Copy the listing below line for line, leaving out the pictures.

• _Data for processing_:
· · ·
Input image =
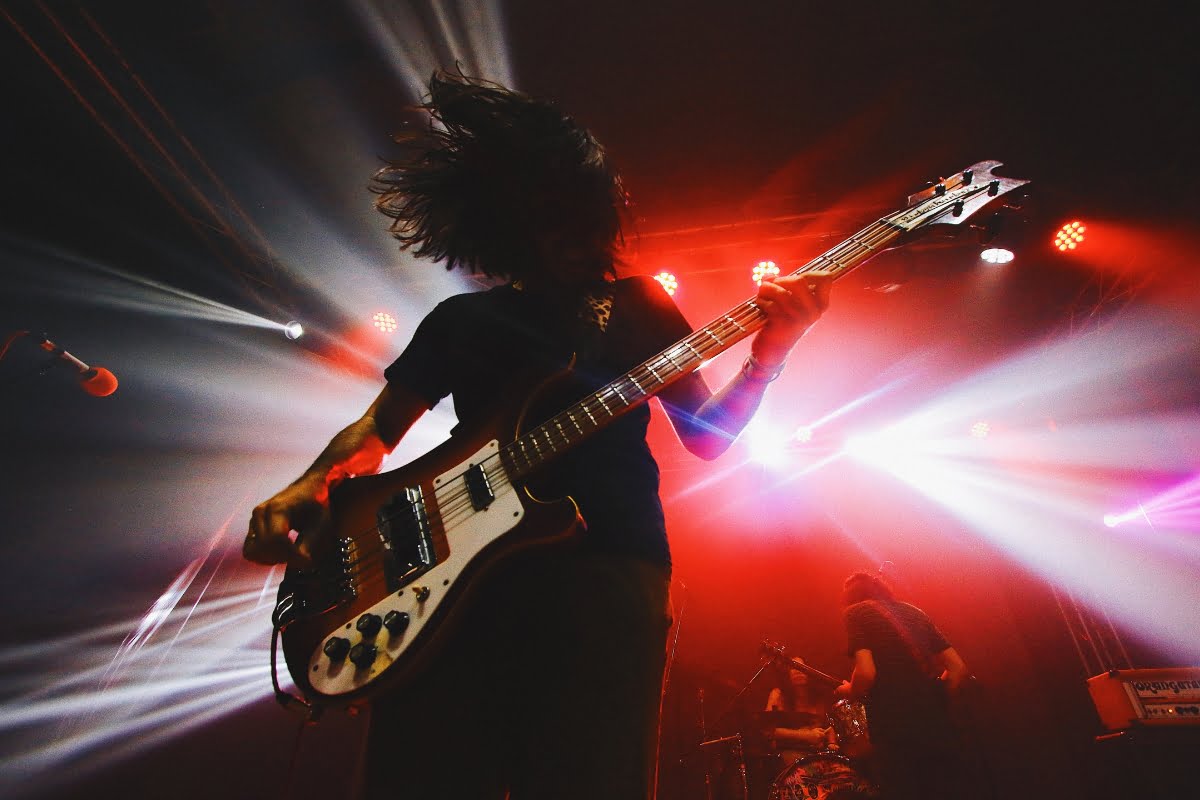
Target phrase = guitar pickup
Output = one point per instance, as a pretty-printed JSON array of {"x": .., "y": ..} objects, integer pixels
[
  {"x": 479, "y": 487},
  {"x": 405, "y": 529}
]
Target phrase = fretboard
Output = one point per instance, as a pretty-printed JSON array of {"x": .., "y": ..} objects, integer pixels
[{"x": 568, "y": 428}]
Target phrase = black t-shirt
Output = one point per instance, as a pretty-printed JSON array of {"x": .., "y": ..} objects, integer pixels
[
  {"x": 903, "y": 642},
  {"x": 483, "y": 348}
]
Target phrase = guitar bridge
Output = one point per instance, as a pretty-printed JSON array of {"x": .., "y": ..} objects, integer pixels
[
  {"x": 319, "y": 588},
  {"x": 406, "y": 533}
]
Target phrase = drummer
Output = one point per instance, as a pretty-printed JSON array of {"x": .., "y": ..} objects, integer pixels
[{"x": 804, "y": 714}]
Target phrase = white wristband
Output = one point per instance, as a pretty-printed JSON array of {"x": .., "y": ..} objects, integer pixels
[{"x": 754, "y": 371}]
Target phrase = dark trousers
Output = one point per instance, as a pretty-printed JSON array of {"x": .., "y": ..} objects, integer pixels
[{"x": 551, "y": 690}]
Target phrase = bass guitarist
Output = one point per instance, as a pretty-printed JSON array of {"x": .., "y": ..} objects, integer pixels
[{"x": 550, "y": 687}]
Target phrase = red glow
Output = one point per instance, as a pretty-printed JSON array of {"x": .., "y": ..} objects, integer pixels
[
  {"x": 1069, "y": 236},
  {"x": 667, "y": 281},
  {"x": 763, "y": 270}
]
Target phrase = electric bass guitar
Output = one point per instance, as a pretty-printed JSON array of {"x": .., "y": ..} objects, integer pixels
[{"x": 406, "y": 547}]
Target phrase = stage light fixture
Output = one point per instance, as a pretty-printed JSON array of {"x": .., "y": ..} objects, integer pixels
[
  {"x": 997, "y": 256},
  {"x": 667, "y": 282},
  {"x": 1069, "y": 236},
  {"x": 763, "y": 270},
  {"x": 384, "y": 322}
]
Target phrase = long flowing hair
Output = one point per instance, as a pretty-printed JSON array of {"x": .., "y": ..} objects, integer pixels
[{"x": 496, "y": 174}]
· · ·
• _The output_:
Input image =
Target phrase = guitar pickup
Output = one point per instance, as a pretty-printed JSON array of {"x": .., "y": ..} objects, integer pixels
[
  {"x": 479, "y": 487},
  {"x": 405, "y": 529}
]
Target phrase = fretboard
Output = one point per instance, as a pretty-printed JSON array of {"x": .., "y": ..} objects, integer pixels
[{"x": 568, "y": 428}]
Target phrase = black t-shirt
Output = one point per instance, as a pretty-printed JSON array of {"x": .., "y": ..} objects, integer pixels
[
  {"x": 903, "y": 642},
  {"x": 483, "y": 348}
]
Target phrase = guitar bridge
Output = one point per instance, as a pretty-printed JSON array of {"x": .., "y": ..} objects, integer pixels
[
  {"x": 319, "y": 588},
  {"x": 406, "y": 533}
]
Target phrase = drummer
Output = one point per instance, as a pretty-printed JSON array of {"x": .., "y": ..} objects, integer pixels
[{"x": 804, "y": 714}]
Target phrase = white wristband
Output = one point per instance, as a pretty-printed JSON array of {"x": .., "y": ..} objects, integer pixels
[{"x": 754, "y": 371}]
Target phrase = dark trousers
Output = one point per instance, as a pretty-printed JSON array of {"x": .., "y": ..} objects, integer pixels
[{"x": 551, "y": 690}]
Target phrase = bass guitarist
Output = one point per instance, as a pretty-printed JSON array of {"x": .., "y": ..} objects, integer pixels
[{"x": 550, "y": 687}]
Target phrase = red glow
Output = one point per instance, as a pretty-printed JSON array of {"x": .., "y": ..} objects, integer pixels
[
  {"x": 1069, "y": 236},
  {"x": 667, "y": 281},
  {"x": 763, "y": 270}
]
Target phrase = electric bass guitar
Output = one point per instance, as a pretty-printed JSON array of {"x": .., "y": ..} objects, integer pixels
[{"x": 406, "y": 547}]
Target phrase = stage light fixture
Output = one point per instance, as a pretty-printed JSON array of {"x": .., "y": ..} objects, integer pixels
[
  {"x": 997, "y": 256},
  {"x": 667, "y": 282},
  {"x": 1069, "y": 236},
  {"x": 763, "y": 270},
  {"x": 384, "y": 322}
]
Target phrase = long flowing hair
Output = one point per instance, as a pretty-printed JSON array of {"x": .., "y": ..} objects, integer pixels
[{"x": 496, "y": 174}]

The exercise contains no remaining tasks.